*** Opening of RECORDS ***
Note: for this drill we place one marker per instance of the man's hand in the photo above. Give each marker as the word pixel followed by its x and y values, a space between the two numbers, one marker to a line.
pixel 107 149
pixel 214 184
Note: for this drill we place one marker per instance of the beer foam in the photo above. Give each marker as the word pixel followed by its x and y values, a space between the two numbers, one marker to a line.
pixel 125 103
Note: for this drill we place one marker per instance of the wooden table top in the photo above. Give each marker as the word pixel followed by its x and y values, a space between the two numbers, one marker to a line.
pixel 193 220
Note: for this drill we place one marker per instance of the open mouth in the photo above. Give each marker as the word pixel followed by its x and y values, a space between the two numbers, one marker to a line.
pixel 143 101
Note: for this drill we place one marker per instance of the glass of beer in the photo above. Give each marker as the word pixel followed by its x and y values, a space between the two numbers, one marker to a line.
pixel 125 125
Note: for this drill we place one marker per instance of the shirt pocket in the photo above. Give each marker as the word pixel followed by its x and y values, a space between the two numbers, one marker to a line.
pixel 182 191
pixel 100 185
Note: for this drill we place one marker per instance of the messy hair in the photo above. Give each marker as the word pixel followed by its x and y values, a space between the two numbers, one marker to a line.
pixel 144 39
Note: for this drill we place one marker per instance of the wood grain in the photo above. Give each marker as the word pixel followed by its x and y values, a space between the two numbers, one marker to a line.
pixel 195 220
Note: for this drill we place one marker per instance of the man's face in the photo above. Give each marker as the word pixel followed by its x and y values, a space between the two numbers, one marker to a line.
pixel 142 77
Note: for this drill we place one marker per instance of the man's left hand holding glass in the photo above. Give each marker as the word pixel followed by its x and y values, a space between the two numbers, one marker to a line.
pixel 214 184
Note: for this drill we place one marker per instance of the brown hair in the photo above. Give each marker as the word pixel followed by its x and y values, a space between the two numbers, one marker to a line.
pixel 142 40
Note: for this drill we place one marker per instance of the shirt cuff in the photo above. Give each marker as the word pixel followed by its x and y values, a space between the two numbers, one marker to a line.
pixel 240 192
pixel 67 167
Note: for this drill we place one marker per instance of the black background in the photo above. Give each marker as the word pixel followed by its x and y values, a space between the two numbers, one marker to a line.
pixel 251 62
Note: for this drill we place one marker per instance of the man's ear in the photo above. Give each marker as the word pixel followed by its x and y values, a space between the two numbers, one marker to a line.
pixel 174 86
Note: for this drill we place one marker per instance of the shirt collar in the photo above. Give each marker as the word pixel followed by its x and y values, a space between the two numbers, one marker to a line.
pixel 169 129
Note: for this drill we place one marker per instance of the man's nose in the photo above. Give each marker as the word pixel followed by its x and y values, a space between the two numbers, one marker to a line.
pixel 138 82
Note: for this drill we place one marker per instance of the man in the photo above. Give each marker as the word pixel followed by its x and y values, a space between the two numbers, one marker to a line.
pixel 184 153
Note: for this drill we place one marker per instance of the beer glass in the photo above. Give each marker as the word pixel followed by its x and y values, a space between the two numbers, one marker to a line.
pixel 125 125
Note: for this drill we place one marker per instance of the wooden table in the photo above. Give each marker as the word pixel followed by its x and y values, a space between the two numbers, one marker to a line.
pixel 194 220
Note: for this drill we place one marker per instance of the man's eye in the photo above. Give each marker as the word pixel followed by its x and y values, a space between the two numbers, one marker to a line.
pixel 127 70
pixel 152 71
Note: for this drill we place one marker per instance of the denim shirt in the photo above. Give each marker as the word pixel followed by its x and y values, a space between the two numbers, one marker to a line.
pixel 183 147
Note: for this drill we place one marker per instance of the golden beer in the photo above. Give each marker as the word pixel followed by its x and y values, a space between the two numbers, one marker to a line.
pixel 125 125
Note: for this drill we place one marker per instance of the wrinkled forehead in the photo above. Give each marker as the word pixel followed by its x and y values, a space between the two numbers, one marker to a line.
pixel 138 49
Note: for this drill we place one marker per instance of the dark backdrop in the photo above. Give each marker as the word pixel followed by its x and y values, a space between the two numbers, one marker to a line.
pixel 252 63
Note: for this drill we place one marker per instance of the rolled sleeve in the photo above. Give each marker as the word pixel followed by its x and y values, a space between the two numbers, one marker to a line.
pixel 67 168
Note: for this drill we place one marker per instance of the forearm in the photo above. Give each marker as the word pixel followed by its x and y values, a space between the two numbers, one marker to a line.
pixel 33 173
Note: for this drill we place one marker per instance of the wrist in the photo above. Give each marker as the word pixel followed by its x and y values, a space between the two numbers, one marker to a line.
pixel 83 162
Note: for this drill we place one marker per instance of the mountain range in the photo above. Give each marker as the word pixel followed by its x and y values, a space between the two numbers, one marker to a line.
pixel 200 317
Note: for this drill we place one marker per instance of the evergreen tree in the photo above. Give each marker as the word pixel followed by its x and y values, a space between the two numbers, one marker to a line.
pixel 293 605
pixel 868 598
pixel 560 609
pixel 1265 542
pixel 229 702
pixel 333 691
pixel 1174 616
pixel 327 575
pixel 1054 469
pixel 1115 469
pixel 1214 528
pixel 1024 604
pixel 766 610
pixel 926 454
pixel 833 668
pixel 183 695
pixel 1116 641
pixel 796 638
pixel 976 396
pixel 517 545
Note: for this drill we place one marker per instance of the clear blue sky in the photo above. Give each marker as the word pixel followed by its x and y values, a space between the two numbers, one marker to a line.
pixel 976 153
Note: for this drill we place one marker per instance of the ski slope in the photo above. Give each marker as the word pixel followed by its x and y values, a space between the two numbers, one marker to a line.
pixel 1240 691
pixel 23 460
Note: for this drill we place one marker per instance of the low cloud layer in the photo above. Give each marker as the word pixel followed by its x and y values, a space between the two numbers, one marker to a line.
*** Close of RECORDS ***
* EXERCISE BRIEF: Your answer must be an exact transcription of every record above.

* RESPONSE:
Note: for this drill we place one marker per instance of the man's hand in the photo above. Give each marker as the word pixel followed by its x and y values, a space between the two numbers, one marker to a line.
pixel 107 149
pixel 214 184
Note: for this drill we place one marker per instance of the beer foam in the photo above. Give each marker as the word pixel followed by its x and y values, a space between the two numbers, one marker to a line.
pixel 125 103
Note: for this drill we place one marker per instance of the wooden table top in the photo above. Give each marker as the word pixel followed by its x and y values, a space between the two numbers, one marker to a line.
pixel 193 220
Note: for this drill we place one marker per instance of the open mouth in the photo above. Give each marker as the word pixel followed by its x and y values, a space between the two numbers, one marker to a line.
pixel 143 101
Note: for this drill we place one marker per instance of the glass of beer in the photo above. Give each marker as the word pixel followed by its x and y values, a space between the two numbers, one marker to a line.
pixel 125 125
Note: for this drill we place one marker per instance of the shirt pocket in the photo above. Give each marker as the word pixel followed by its x and y values, a space between the two numbers, one marker to a line.
pixel 182 191
pixel 100 185
Note: for this drill we place one marker per instance of the messy hair in the photo above. Give each marker as the word pixel followed by its x and y values, a space between the two numbers, one marker to a line.
pixel 144 39
Note: for this drill we place one marker per instance of the wood grain in the photo above. Give each marker as the word pixel followed by its x and y values, a space between the two numbers, one marker to a line.
pixel 195 220
Note: for this drill we place one marker per instance of the man's face in the photo above. Give each marker as the word pixel followed by its x and y values, a space between the two numbers, one marker to a line.
pixel 142 77
Note: for this drill we place one marker per instance of the man's left hand holding glass in the photo above. Give each marker as the word pixel followed by its x and y values, a space between the two numbers, one marker to a line.
pixel 214 184
Note: for this drill we place one marker per instance of the brown hair in the photo above. Give each marker as the word pixel followed by its x and y values, a space between the two numbers, one marker to a line.
pixel 142 40
Note: for this drill we place one marker per instance of the shirt cuff in the photo above. Give each marker as the word pixel followed by its x and y values, a space between the two numbers, one marker to a line.
pixel 240 192
pixel 67 167
Note: for this drill we place one marker per instance of the black background in the photo above. Give each marker as the word pixel followed by its x and y values, a space between the two numbers, one marker to a line.
pixel 251 62
Note: for this drill we place one marker per instance of the man's ear in the photo above. Give each marker as the word pixel followed by its x and y values, a space between the two numbers, one marker to a line.
pixel 174 86
Note: for this drill we place one marker per instance of the shirt collar in the photo above. Give each marker as the word pixel followed by its x and y values, a space between the two numbers, one marker to a line.
pixel 169 129
Note: for this drill we place one marker per instance of the man's nose in the photo above. Give each marker as the word pixel followed by its x and y values, a space between the two numbers, one marker to a line.
pixel 138 82
Note: for this drill we place one marker per instance of the man in the photo above. Give each marker as the word pixel followed by its x and y values, a space between the two numbers, one marker to a line.
pixel 184 153
Note: for this drill we place one marker per instance of the beer glass in the photo above. Give each marker as the word pixel followed by its x and y values, a space between the two numbers, one marker to a line.
pixel 125 125
Note: for this drill we place one marker per instance of the wooden table in the photo above. Give each marker as the word pixel followed by its x and y values, a space between the two numbers, one marker to a line.
pixel 194 220
Note: for this drill we place one marker per instance of the man's eye in the photo above. Give each marker as the word pixel followed by its x and y values, a space between the two numbers, one marker to a line.
pixel 127 70
pixel 152 71
Note: for this drill we place one marker per instance of the denim shirt in the photo above. Give each marker as the word pixel followed by its x and y values, a space between the two numbers, one marker to a line.
pixel 183 147
Note: for this drill we place one marker per instance of the golden beer in the photo above. Give each marker as the word pixel followed by its x and y values, a space between the two numbers, one marker to a line.
pixel 125 125
Note: for this drill we place one marker per instance of the wrinkled forehead in the photo above. Give each marker as the word pixel followed by its x and y values, a space between the two numbers, one marker to a line.
pixel 138 49
Note: for this drill we place one marker per instance of the dark backdrop in the photo above. Give each marker as the word pixel followed by its x and y values, a space between the two numbers, one marker to a line.
pixel 252 63
Note: for this drill we place one marker per instance of the rolled sleeve in the photo above. Give each marker as the word pixel followed by its x and y values, a space between the two numbers, one marker to a line.
pixel 67 168
Note: for this drill we place one marker per instance of the forearm in the photo above. Give each marker as the word pixel followed by its x and y values, a space between the two numbers, one marker to a line.
pixel 33 173
Note: for this drill we place one marker per instance of the wrist in the photo above. Give each marker as the word pixel followed by its x and y values, a space between the two numbers, one marker to a line.
pixel 83 162
Note: for this drill we place one marker per instance of the mountain range in the photo above. Give each marker as the word pixel followed by its x and y values, a space between the two numbers, one marker to a line.
pixel 200 317
Note: for this drill we place one marker per instance of the evergreen tree in the photo above. Give each marker as the word pixel followed by its x and y values, a space between the two numbers, one marker to a line.
pixel 293 605
pixel 868 598
pixel 560 609
pixel 1265 542
pixel 229 702
pixel 333 691
pixel 1174 616
pixel 327 575
pixel 1054 469
pixel 1115 469
pixel 1214 528
pixel 1024 604
pixel 766 610
pixel 926 454
pixel 833 668
pixel 183 695
pixel 1116 641
pixel 796 638
pixel 976 396
pixel 517 545
Note: for this drill we place one marker per instance of the clear blue sky in the photo above. Give each marker as the word pixel followed by its x and y values, a space between the two numbers, one marker to a line.
pixel 976 153
Note: for this drill we place one marker per instance of the ski slope in the photo above. Give each marker as the word pixel followed by its x and y values, a space between the two numbers, one marker to a line.
pixel 1240 691
pixel 23 460
Note: for this drill we place one marker per instance of the low cloud layer in the photo above. Give each marker as the word pixel followed by its x and y values, a space between the two numbers, one marker to a line.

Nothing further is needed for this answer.